* _What you need to do_
Please scale the lines from the first one up to and including the line with "L 372 295 L", reproducing them in full with the requests kept as they are. In the answers, multiply every coordinate by 2.15 and round each result to a whole number, rounding halves up.

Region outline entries

* * * * *

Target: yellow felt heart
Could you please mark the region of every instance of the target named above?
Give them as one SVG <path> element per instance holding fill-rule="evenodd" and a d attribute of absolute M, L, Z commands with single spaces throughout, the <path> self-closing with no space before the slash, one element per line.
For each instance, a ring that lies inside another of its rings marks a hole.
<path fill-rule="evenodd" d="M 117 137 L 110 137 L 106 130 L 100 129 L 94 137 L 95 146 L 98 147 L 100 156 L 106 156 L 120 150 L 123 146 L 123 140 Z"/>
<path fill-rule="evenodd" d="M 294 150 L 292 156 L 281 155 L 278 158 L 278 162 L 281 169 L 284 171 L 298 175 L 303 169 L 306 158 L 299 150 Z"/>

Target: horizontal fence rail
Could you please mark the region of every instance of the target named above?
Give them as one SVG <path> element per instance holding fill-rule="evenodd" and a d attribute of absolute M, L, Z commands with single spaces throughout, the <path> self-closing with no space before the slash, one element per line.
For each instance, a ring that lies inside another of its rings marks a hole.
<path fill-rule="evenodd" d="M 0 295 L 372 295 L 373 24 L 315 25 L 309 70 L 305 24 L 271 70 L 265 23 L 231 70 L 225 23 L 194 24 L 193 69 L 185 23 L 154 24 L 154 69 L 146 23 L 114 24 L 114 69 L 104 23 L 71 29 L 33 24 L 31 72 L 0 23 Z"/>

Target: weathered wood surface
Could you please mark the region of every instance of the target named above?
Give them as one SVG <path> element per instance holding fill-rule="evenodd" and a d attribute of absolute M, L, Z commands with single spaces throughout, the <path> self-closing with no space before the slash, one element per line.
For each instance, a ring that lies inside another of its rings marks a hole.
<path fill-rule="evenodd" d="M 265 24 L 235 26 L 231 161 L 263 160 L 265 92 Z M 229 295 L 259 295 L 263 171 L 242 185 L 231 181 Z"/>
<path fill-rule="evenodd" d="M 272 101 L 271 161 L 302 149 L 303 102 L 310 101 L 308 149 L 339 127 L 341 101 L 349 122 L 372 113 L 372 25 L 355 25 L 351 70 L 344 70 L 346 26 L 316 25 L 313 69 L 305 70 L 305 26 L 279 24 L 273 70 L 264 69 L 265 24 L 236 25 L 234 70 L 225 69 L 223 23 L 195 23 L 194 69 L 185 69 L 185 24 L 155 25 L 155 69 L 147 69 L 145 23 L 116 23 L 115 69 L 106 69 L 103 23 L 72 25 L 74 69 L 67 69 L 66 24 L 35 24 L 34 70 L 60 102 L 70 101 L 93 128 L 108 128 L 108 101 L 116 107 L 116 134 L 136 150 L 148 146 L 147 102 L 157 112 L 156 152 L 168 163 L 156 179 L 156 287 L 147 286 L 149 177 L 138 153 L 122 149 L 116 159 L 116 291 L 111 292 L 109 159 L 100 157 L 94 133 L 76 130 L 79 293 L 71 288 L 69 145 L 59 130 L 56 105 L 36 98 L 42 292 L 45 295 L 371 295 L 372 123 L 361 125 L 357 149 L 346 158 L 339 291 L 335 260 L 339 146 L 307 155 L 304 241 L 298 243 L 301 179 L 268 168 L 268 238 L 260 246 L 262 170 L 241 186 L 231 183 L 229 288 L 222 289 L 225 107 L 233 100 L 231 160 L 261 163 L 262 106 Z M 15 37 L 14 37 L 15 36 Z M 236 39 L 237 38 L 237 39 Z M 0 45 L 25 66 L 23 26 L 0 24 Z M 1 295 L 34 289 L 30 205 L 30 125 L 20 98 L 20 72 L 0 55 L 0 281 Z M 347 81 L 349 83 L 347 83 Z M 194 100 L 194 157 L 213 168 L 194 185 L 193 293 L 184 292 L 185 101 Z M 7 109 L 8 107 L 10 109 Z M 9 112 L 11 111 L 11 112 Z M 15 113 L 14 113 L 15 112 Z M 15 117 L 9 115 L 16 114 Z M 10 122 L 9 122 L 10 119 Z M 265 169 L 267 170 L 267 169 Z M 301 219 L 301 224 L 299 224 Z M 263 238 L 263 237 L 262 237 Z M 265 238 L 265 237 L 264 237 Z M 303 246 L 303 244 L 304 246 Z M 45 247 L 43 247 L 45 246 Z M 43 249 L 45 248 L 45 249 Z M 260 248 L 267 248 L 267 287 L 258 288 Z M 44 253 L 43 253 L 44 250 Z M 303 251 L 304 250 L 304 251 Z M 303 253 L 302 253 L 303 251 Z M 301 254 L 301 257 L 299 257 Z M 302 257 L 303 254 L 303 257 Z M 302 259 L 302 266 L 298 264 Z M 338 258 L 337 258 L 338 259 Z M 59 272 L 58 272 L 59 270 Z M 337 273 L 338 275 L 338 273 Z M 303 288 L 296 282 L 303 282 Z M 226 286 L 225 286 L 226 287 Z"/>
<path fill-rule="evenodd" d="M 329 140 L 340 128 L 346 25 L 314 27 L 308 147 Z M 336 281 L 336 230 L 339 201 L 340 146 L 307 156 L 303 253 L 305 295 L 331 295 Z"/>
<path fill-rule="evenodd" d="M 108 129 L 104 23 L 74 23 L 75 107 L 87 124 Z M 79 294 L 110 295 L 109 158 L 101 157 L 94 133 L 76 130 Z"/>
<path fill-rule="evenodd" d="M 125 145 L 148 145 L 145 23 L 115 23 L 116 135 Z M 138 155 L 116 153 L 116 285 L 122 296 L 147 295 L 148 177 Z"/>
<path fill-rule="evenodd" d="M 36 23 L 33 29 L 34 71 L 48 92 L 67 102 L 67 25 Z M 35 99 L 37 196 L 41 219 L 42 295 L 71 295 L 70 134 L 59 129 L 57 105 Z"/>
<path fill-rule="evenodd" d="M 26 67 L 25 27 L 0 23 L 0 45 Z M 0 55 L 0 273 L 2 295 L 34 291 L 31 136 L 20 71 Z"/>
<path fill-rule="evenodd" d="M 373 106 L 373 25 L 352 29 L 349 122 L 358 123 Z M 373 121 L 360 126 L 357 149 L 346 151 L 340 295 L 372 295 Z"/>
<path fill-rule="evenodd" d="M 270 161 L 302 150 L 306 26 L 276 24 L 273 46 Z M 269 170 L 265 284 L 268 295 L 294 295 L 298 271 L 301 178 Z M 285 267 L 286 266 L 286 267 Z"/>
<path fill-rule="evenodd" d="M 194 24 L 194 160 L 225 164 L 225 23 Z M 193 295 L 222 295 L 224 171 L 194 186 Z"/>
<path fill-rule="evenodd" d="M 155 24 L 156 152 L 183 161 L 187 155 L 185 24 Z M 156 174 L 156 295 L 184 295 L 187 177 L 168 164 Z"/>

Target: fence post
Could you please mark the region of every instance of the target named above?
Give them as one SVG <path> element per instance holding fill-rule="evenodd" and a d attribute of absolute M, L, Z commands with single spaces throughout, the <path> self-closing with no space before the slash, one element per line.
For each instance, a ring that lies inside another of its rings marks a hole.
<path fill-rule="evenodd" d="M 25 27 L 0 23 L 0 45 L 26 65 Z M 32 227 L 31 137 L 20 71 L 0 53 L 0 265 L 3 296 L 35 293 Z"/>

* * * * *

* _Response to this exercise_
Target: yellow felt heart
Could you please mark the region of every instance of the target named above?
Give them as one SVG <path> element per instance holding fill-rule="evenodd" and a d attribute of absolute M, L, Z commands with single spaces throughout, the <path> self-closing with no space before the slash, one element per line.
For each instance, a ring that lies inside another of its rings marks a hole.
<path fill-rule="evenodd" d="M 252 295 L 237 295 L 228 280 L 215 277 L 202 295 L 204 314 L 211 316 L 215 335 L 228 335 L 258 323 L 264 314 L 264 301 Z"/>
<path fill-rule="evenodd" d="M 632 323 L 628 335 L 604 333 L 598 340 L 598 348 L 604 363 L 611 368 L 641 376 L 651 363 L 658 340 L 643 323 Z"/>

Target: horizontal fence rail
Could you please mark the region of every instance of the target named above?
Give them as one SVG <path> element per instance holding fill-rule="evenodd" and a d attribute of absolute M, L, Z commands with single spaces throughout, the <path> self-closing with no space before the slash, one element per line.
For each instance, a ring that lies inside another of its rings marks a hole.
<path fill-rule="evenodd" d="M 0 634 L 800 634 L 802 52 L 677 54 L 664 151 L 656 52 L 583 151 L 570 49 L 497 151 L 484 49 L 417 52 L 415 148 L 398 49 L 331 52 L 331 148 L 314 49 L 245 52 L 245 148 L 224 49 L 153 62 L 71 52 L 67 155 L 0 49 Z"/>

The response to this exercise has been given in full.